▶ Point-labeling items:

--- begin ---

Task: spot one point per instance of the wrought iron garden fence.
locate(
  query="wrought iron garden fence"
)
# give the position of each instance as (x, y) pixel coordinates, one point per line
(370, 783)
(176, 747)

--- end ---

▶ Problem details:
Update the items by putting "cast iron" wherever "wrought iron" appears. Leave every other part of the lines unchanged.

▶ Exercise answer:
Task: spot one point per instance of the cast iron garden fence.
locate(
  query="cast iron garden fence"
)
# give the position of each instance as (x, y) pixel coordinates, one point per line
(370, 783)
(176, 747)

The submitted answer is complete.